··· Extracted records ···
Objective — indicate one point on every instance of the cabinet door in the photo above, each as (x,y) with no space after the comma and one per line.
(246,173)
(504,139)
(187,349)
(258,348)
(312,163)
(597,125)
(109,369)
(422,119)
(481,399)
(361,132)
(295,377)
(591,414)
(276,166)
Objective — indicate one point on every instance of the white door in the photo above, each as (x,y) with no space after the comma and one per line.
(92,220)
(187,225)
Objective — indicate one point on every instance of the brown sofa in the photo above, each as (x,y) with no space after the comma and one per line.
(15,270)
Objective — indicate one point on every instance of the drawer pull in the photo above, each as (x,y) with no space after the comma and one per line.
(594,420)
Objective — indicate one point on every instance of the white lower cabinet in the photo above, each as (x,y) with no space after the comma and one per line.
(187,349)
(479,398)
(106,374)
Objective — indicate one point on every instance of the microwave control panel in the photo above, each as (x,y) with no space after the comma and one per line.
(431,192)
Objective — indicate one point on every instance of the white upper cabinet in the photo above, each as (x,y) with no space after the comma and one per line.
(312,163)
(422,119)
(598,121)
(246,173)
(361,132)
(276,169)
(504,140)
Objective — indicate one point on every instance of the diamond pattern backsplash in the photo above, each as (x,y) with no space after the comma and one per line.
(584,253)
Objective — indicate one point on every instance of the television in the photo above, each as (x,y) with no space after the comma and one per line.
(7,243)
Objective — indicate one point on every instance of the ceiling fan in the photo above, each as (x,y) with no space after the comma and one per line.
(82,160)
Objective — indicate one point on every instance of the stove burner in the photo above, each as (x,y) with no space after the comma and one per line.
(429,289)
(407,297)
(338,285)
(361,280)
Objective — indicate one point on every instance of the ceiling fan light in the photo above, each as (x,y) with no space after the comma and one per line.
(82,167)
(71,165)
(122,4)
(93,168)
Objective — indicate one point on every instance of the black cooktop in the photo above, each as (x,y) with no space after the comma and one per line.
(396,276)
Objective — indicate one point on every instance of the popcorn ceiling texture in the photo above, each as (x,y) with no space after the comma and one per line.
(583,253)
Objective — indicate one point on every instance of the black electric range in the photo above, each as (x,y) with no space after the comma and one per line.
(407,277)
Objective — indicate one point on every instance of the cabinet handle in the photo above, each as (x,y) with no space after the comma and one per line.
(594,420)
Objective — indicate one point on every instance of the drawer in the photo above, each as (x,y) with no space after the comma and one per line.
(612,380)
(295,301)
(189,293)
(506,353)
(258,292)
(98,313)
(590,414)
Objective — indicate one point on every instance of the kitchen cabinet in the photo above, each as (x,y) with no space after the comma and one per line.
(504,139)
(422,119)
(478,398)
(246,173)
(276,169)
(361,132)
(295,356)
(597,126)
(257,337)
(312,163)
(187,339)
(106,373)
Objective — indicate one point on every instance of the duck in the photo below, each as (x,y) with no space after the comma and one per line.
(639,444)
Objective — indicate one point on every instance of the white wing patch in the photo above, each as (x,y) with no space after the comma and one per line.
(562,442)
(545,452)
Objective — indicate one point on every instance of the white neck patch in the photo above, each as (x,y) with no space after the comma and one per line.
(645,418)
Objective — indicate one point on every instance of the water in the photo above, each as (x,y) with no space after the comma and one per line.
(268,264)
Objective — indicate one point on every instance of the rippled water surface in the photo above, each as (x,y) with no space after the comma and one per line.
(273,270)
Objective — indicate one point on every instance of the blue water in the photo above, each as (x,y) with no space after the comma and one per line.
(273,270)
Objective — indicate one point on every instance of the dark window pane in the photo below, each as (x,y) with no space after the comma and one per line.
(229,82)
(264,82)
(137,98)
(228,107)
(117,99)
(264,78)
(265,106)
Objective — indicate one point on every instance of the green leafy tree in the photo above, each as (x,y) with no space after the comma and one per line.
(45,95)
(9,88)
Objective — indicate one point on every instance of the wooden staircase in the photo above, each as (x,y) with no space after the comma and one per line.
···
- **What you should do**
Copy out every line of the data above, exactly as given.

- **Output**
Objective — indicate one point on every instance of the cabinet door in the photo above, each as (x,y) with no space after the comma and one per line.
(246,173)
(504,139)
(187,349)
(258,348)
(312,163)
(597,125)
(109,369)
(422,119)
(481,399)
(361,132)
(295,377)
(591,414)
(276,166)
Objective — indicate one point on every instance of the white door in the photo above, each as (x,y) with no space after the comma and one per line.
(92,220)
(187,225)
Objective — indicate one point on every instance of the brown sofa in the photo above, each as (x,y) with no space after the comma and one per line.
(15,270)
Objective — indicate one point on every instance of the drawer pull in the photo above, each as (x,y) with no space after the comma and one per line.
(594,420)
Objective — indicate one point on every instance of the white lower cabinet in the photo above, each as (x,y) with no space after the comma and one per line.
(187,349)
(479,398)
(106,374)
Objective — indicate one point on every instance of the microwave control panel in the photo above, each as (x,y) with no space after the comma and one per line.
(431,192)
Objective — indicate one point on every instance of the white upper cabinet in the photo above, each as (x,y) with no space after the comma and one per line.
(312,163)
(422,119)
(598,121)
(246,173)
(361,132)
(276,169)
(504,140)
Objective — indicate one point on every instance of the diamond pattern backsplash in the photo above, each as (x,y) with no space after the comma and one per line.
(584,253)
Objective — indicate one point on every instance of the television in the photo above, each as (x,y) with no space after the comma and one per line.
(7,243)
Objective — indicate one point on every instance of the ceiling fan in the photo above, each as (x,y) with no space after the comma and one per line.
(82,160)
Objective — indicate one point on every instance of the stove burner in the photo above, each as (x,y) with no space after the comma and one per line.
(429,289)
(407,297)
(338,285)
(361,280)
Objective — indicate one point on every instance of the ceiling fan light in the photo above, each as (x,y) with no space after the comma and one per line.
(82,167)
(71,165)
(122,4)
(93,168)
Objective — indicate one point on every instance of the black cooktop in the photo above, each as (x,y) with no space after the comma and one per line.
(396,276)
Objective — indicate one point on every instance of the popcorn ceiling texture in the photo above, each as (x,y) with no space after the comma and one per line.
(583,253)
Objective — indicate one point on every instance of the black electric range in the photo above, each as (x,y) with no space after the comma and one per line.
(407,277)
Objective — indicate one point on every instance of the cabinet handle in the photo above, each as (x,y) with no space after the comma and one per line.
(594,420)
Objective — indicate one point on every instance of the drawer in the photo above, each as (x,y) with no space after the comma and one per line.
(612,380)
(295,301)
(189,293)
(506,353)
(258,292)
(98,313)
(590,414)
Objective — indicate one point on every instance of the kitchen cabinet in the photo above, each as (x,y) with no space after the comma and one per line.
(504,139)
(422,119)
(478,398)
(246,173)
(276,169)
(361,132)
(295,356)
(597,126)
(257,337)
(312,163)
(187,339)
(106,373)
Objective — indicate one point on every instance of the duck in the photo below, each as (x,y) with no space after the comma and one per line.
(639,444)
Objective — indicate one point on every instance of the white wing patch in the photo above, each as (x,y) with no space after the comma and one per line.
(562,442)
(545,452)
Objective — indicate one point on every instance of the white neck patch in the photo above, each as (x,y) with no space after the comma and one per line.
(645,418)
Objective — indicate one point on every instance of the water in the photo above, each as (x,y) with no space after the comma and one per line.
(268,264)
Objective — indicate one point on every instance of the rippled water surface in the photo above, each as (x,y) with no space after the comma and one per line.
(273,270)
Objective — indicate one point on every instance of the blue water in the photo above, each as (x,y) with no space after the comma and one per line.
(273,270)
Objective — indicate one point on every instance of the dark window pane in the photo below, each as (x,y) with no space after the comma and one per line.
(229,82)
(264,82)
(137,98)
(228,107)
(117,99)
(264,78)
(265,106)
Objective — indicate one point on every instance of the green leafy tree in the photo above, each as (x,y) with no space after the comma and one per line.
(45,95)
(9,88)
Objective — indicate one point on every instance of the wooden staircase in the photo above, each as (x,y) with no space after the comma and one per line.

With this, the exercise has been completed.